Si tratta di un tema molto complesso, che però mi pare, per ridurlo a una scheggia di ragionamento, riguardi anche un po' che cosa vogliamo fare come europei in questo Mediterraneo. Se vogliamo essere un modello, dobbiamo riorientare la politica dell'Unione europea sul versante mediterraneo. Il punto di crisi di tutte queste iniziative che ormai appartengono quasi al folclore diplomatico, come l'Unione per il Mediterraneo e quant'altro, danno il segno di un sostanziale disinteresse europeo nei confronti della sponda sud. Credo che il Governo italiano abbia un interesse vitale a riportare l'attenzione europea sul questo versante. Naturalmente, per noi questa è una scommessa - lo è per l'Europa, ma per noi in modo particolare - è una questione strategica, ne va del nostro avvenire.
È ovvio che se vogliamo tentare di fare dell'Europa un modello in competizione con altri modelli, come quello che l'Iran si propone di rappresentare e che sappiamo deve destare indubbiamente preoccupazione, questo deve esserlo non solo nel senso che esige la democrazia, ma anche che la aiuta. Da questo punto di vista, indubbiamente abbiamo nel Mediterraneo - diciamo le cose come stanno - un'azione dell'Unione europea che è scoordinata, dove prevale sostanzialmente l'approccio intergovernativo e, per qualche verso, se facciamo riferimento alla Francia o alla stessa Spagna, sono prevalenti le tentazioni di affrontare le questioni e le tematiche con un approccio puramente nazionale. Si apre, quindi, uno spazio, un terreno politico per l'Italia importante, che per noi, ripeto, è strategico, ma che dobbiamo riempire con contenuti e avendo chiaro che non c'è neanche tempo.
Questa riconversione europea nei confronti del Mediterraneo, infatti, e in particolare della Tunisia per i rapporti storici che ci sono, ma anche per la vicinanza geografica - ma lo stesso discorso riguarda l'Algeria - deve rappresentare per noi una priorità politica e deve vederci promotori certo di tutte le cose che lei ha detto, e non possiamo non concordare, ma dobbiamo fare in modo che l'Europa torni ad avere un occhio diverso nei confronti del Mediterraneo. È questa una tessitura politica di lunga lena, ma dobbiamo cominciarla sin da subito.

Obiettivo A |
Riscrivi la parte dell'elenco che comincia dalla riga con "Query: <item>red stripe on fuselage</item>" e termina dopo quella con "Give the mask of the <item>red", rinominando "layout" in "format" e lasciando invariato tutto il resto.

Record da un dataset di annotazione
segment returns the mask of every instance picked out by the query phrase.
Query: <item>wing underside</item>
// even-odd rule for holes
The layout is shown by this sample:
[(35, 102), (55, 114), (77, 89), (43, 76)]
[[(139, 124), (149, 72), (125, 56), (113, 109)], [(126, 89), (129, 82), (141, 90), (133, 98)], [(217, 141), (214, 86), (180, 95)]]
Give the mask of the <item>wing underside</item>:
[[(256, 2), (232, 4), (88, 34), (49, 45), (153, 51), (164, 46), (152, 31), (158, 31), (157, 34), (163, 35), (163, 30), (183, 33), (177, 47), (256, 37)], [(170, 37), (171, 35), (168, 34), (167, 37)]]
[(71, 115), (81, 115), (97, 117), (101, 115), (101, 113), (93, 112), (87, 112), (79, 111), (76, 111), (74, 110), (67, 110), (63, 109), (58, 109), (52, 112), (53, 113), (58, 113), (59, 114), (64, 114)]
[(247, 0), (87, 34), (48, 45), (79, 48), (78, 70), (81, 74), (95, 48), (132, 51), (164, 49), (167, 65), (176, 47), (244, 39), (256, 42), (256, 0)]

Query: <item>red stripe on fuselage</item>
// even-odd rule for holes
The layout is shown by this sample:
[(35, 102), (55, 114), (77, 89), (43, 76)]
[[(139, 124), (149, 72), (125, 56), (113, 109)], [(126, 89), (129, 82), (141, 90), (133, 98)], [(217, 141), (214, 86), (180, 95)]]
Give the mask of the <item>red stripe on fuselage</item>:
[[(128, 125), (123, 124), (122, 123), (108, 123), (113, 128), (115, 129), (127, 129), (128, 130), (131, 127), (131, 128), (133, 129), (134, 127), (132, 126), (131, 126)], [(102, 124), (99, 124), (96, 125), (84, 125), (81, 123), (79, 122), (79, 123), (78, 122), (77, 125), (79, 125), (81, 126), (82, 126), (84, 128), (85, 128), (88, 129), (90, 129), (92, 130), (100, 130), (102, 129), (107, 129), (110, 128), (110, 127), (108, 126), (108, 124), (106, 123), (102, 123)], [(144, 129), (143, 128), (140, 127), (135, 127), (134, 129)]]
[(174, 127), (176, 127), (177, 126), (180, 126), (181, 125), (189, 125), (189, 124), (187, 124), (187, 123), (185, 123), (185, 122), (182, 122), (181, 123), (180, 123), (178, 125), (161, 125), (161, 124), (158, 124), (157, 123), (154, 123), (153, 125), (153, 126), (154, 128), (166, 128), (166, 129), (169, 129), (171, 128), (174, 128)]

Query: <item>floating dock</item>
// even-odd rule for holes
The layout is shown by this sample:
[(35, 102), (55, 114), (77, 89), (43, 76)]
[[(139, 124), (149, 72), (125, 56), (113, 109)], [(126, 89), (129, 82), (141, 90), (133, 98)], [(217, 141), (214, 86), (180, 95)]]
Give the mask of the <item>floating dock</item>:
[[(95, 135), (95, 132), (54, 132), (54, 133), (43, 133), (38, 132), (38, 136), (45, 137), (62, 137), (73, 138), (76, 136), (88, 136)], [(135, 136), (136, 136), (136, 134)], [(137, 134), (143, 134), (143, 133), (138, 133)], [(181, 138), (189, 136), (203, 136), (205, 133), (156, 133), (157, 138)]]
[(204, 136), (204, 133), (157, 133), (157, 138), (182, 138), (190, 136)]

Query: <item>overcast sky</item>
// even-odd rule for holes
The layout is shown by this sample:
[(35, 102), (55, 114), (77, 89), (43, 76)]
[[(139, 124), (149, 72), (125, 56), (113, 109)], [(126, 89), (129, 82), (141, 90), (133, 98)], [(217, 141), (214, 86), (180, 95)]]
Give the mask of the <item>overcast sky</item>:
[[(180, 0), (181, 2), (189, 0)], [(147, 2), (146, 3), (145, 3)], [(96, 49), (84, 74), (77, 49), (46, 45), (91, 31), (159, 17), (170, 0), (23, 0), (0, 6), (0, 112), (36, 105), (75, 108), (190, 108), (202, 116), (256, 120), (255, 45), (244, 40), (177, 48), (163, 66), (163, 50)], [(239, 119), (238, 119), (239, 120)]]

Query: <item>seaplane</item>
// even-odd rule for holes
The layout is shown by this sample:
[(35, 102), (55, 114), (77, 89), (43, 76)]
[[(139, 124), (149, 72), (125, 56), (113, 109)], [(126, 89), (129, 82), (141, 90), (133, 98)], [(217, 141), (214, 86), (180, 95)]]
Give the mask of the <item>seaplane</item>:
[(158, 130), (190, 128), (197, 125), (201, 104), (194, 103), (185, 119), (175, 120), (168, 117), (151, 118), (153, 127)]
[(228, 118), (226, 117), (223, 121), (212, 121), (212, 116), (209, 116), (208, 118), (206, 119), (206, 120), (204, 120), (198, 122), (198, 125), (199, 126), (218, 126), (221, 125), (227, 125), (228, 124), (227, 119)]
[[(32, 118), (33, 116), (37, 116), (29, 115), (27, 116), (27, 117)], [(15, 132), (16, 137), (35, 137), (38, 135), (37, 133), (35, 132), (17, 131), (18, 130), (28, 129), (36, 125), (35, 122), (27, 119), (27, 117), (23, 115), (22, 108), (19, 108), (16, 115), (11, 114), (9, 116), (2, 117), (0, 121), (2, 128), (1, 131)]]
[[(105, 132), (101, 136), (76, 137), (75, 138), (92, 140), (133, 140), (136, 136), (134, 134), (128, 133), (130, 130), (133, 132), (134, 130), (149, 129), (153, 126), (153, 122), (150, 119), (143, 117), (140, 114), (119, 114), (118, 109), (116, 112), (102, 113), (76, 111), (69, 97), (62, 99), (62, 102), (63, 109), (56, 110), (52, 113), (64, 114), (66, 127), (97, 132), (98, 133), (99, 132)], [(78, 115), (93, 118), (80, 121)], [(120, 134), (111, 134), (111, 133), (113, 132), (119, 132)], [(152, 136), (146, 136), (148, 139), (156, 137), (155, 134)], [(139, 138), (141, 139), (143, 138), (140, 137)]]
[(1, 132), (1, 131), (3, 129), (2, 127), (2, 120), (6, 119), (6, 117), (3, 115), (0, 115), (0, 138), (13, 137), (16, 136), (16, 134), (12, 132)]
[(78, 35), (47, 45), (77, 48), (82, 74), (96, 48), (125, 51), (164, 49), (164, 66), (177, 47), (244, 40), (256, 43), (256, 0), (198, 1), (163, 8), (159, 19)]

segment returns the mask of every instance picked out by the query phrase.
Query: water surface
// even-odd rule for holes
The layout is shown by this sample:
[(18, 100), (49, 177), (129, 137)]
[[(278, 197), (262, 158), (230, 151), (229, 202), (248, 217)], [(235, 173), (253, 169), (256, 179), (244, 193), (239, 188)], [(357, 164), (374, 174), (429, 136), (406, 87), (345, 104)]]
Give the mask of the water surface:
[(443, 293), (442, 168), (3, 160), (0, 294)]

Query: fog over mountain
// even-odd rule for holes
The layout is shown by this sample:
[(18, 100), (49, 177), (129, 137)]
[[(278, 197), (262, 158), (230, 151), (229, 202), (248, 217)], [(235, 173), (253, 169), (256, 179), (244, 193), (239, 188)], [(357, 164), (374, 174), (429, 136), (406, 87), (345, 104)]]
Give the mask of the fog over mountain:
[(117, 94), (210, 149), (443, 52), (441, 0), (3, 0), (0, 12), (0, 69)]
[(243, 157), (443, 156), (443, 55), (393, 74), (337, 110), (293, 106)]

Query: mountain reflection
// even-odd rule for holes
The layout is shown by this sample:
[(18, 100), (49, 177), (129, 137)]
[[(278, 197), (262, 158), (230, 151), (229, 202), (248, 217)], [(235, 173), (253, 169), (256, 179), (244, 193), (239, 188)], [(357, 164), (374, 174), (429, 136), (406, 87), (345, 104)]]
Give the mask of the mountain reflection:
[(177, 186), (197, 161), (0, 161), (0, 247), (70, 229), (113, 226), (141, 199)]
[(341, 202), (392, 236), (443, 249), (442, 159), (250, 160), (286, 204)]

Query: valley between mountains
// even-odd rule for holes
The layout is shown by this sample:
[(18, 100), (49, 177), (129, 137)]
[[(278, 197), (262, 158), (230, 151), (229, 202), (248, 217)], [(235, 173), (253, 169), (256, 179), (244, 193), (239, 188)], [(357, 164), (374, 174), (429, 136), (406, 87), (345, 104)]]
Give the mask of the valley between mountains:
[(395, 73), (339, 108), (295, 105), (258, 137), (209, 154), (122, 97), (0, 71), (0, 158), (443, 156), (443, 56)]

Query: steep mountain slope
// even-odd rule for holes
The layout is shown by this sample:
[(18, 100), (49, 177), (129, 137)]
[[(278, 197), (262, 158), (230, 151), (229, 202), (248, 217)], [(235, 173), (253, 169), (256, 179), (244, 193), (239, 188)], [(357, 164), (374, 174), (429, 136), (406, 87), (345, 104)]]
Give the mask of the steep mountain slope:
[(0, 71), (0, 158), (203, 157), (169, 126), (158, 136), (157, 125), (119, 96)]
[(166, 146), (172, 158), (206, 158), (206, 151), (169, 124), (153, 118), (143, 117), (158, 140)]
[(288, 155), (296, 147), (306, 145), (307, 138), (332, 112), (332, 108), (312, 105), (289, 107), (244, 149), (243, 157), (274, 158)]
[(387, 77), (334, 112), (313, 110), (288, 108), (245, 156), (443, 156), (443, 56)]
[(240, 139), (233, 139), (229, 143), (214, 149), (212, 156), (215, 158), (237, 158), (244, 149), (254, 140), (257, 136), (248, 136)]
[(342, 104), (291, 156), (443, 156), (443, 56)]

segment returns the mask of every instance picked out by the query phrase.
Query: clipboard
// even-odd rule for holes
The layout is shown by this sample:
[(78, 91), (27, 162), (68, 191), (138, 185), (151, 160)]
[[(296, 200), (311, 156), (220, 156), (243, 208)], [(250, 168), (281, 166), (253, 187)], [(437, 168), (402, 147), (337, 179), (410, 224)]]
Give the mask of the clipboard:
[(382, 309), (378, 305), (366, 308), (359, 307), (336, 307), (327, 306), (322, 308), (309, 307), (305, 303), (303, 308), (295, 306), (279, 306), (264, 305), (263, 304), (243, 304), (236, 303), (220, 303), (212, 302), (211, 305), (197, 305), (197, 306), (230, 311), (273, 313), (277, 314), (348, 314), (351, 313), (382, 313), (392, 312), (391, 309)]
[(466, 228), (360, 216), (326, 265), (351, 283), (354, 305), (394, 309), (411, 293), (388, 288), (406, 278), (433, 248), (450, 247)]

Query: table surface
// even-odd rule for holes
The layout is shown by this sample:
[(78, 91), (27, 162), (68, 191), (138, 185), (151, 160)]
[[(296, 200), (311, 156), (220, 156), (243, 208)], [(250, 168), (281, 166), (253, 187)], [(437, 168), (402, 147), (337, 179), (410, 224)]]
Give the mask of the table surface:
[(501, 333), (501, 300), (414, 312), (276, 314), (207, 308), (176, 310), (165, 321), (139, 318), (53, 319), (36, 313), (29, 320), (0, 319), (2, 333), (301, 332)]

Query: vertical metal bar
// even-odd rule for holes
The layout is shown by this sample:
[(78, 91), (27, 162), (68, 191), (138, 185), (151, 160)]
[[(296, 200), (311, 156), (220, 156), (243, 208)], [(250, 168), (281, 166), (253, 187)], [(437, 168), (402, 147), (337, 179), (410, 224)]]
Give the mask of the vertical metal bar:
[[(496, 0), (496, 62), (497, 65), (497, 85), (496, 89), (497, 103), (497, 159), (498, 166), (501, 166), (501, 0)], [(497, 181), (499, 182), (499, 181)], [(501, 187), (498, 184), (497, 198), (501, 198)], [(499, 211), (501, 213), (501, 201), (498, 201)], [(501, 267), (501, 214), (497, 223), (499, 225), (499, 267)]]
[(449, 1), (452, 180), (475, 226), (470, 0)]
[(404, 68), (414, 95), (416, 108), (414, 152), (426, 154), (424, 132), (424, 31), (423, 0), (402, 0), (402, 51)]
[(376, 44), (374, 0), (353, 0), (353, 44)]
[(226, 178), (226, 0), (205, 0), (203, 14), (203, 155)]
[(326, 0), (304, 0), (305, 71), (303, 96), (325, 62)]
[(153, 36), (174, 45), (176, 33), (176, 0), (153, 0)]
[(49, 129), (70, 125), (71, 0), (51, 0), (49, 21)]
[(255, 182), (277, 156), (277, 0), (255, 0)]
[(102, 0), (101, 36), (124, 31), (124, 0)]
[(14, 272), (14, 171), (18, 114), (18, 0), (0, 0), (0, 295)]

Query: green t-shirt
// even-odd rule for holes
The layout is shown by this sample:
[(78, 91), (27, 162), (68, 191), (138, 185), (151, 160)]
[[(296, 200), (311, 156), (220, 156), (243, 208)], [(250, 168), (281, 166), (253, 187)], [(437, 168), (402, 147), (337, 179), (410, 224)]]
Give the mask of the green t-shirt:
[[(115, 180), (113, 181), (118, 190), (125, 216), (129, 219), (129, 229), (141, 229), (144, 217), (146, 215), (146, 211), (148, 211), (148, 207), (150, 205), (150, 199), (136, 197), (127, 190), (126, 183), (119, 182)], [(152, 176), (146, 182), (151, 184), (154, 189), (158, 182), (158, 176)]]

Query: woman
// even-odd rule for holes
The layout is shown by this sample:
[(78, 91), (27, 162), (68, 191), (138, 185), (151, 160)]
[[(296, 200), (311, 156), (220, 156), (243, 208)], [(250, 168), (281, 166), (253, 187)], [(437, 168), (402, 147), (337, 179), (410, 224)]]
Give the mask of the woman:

Obiettivo B |
Ricopia alla lettera il brano sul Mediterraneo, partendo dalle parole "Si tratta di" e fermandoti dopo "del nostro avvenire.".

Risultato A |
Query: <item>red stripe on fuselage</item>
// even-odd rule for holes
The format is shown by this sample:
[(35, 102), (55, 114), (77, 89), (43, 76)]
[[(139, 124), (149, 72), (125, 56), (113, 109)], [(126, 89), (129, 82), (141, 90), (133, 98)], [(217, 141), (214, 86), (180, 95)]]
Give the mask of the <item>red stripe on fuselage</item>:

Risultato B |
Si tratta di un tema molto complesso, che però mi pare, per ridurlo a una scheggia di ragionamento, riguardi anche un po' che cosa vogliamo fare come europei in questo Mediterraneo. Se vogliamo essere un modello, dobbiamo riorientare la politica dell'Unione europea sul versante mediterraneo. Il punto di crisi di tutte queste iniziative che ormai appartengono quasi al folclore diplomatico, come l'Unione per il Mediterraneo e quant'altro, danno il segno di un sostanziale disinteresse europeo nei confronti della sponda sud. Credo che il Governo italiano abbia un interesse vitale a riportare l'attenzione europea sul questo versante. Naturalmente, per noi questa è una scommessa - lo è per l'Europa, ma per noi in modo particolare - è una questione strategica, ne va del nostro avvenire.